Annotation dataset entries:
⁂

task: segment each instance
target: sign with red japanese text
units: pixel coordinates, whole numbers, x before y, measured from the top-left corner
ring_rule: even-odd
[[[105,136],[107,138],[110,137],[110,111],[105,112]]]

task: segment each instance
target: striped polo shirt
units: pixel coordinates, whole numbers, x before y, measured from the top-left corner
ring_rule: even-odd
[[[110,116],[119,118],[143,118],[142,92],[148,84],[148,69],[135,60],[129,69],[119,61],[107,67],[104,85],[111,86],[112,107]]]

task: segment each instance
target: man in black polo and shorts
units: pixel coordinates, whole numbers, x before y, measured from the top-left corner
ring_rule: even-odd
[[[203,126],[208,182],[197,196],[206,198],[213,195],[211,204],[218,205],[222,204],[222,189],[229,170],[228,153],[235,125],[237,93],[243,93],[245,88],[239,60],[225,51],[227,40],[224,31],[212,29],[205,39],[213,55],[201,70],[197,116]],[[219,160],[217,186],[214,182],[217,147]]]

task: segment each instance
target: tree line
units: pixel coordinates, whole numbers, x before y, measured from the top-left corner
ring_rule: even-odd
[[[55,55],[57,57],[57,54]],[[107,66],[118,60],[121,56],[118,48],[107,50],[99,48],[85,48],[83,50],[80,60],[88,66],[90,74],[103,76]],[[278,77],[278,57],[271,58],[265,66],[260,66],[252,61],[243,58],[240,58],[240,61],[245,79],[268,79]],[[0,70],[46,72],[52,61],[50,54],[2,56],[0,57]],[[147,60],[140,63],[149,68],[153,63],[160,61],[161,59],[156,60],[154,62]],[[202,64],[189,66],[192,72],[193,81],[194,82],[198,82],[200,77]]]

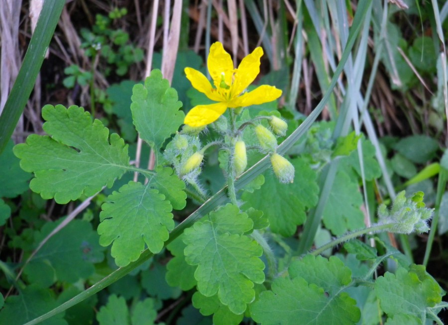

⁂

◆ **What you have to do**: Please reproduce the material above with every "segment each instance" replaced by "outline each instance", keeping everything else the same. Leave the pictures out of your answer.

◆ **Solution to this exercise**:
task: outline each instance
target: sign with red japanese text
units: pixel coordinates, whole numbers, x before y, measured from the top-left corner
ring_rule: even-odd
[[[105,136],[107,138],[110,137],[110,111],[105,112]]]

task: outline each instance
target: striped polo shirt
units: pixel coordinates, whole numbers, x before y, measured from the top-left corner
ring_rule: even-odd
[[[110,116],[119,118],[143,118],[142,92],[148,84],[148,69],[135,60],[129,69],[119,61],[107,67],[104,85],[111,86],[112,107]]]

task: outline each instance
target: man in black polo and shorts
units: pixel coordinates, whole numbers, x before y, measured from the top-left corner
ring_rule: even-odd
[[[203,126],[208,182],[197,196],[206,198],[213,195],[211,204],[218,205],[222,204],[222,189],[229,170],[228,153],[235,125],[237,93],[243,93],[245,88],[239,60],[225,51],[227,40],[224,31],[212,29],[205,39],[213,55],[201,70],[197,116]],[[219,160],[217,186],[214,182],[217,147]]]

task: outline each instance
target: tree line
units: pixel coordinates, whole numbers, x before y, measured from the top-left corner
ring_rule: even-odd
[[[55,55],[57,57],[57,54]],[[107,66],[118,60],[121,56],[118,48],[107,50],[99,48],[85,48],[83,50],[80,60],[88,66],[90,74],[103,76]],[[278,77],[278,57],[271,58],[265,66],[260,66],[252,61],[243,58],[240,58],[240,61],[245,79],[268,79]],[[0,70],[46,72],[52,61],[50,54],[2,56],[0,57]],[[147,60],[140,63],[149,68],[153,63],[160,61],[161,59],[156,60],[154,62]],[[202,64],[189,66],[192,72],[193,81],[194,82],[198,82],[200,77]]]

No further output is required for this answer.